# [GIVEN TASK]
Which lines of the listing below contain the string "small"? Report each of them in full, treating uppercase and lowercase letters as different.

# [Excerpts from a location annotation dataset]

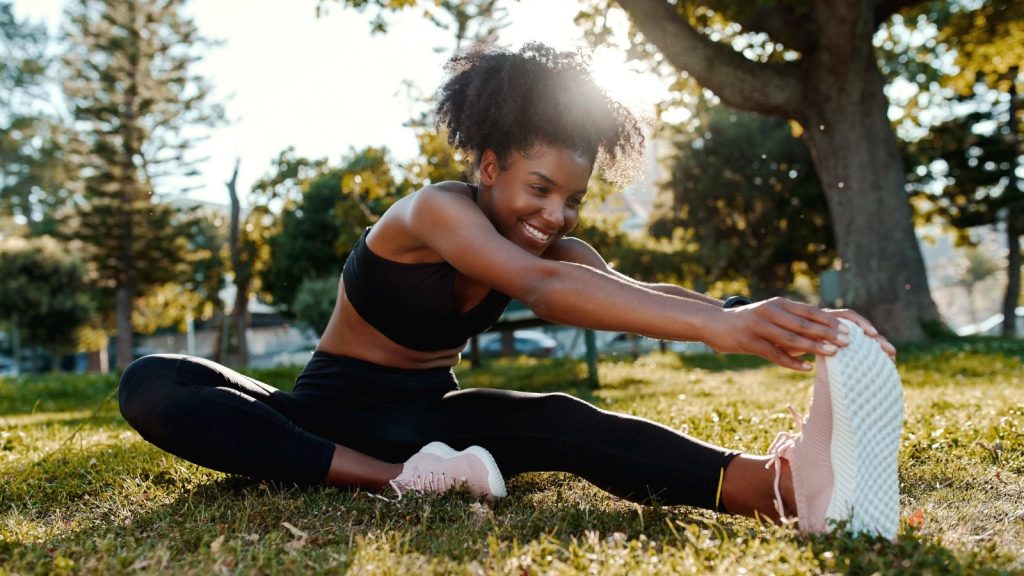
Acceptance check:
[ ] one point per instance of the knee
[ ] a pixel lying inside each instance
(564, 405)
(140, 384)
* * *
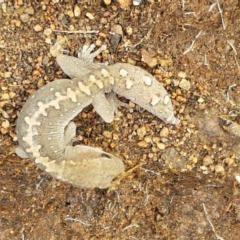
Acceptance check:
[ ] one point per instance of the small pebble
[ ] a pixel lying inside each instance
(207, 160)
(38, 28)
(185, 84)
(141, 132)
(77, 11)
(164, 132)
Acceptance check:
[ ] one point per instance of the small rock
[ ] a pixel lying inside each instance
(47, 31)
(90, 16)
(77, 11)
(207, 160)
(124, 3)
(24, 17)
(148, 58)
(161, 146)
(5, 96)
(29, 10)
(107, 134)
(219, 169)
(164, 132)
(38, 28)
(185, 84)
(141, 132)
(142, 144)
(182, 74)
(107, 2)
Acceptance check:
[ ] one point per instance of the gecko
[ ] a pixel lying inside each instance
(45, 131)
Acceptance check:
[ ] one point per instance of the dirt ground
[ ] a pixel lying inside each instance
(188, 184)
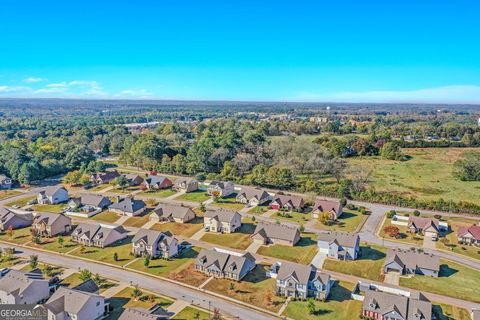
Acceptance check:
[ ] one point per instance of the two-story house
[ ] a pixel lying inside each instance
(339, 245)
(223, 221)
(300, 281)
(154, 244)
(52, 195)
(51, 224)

# [TASK OUTPUT]
[ ] one point per instance of the small pebble
[ ] one point per instance of the small rock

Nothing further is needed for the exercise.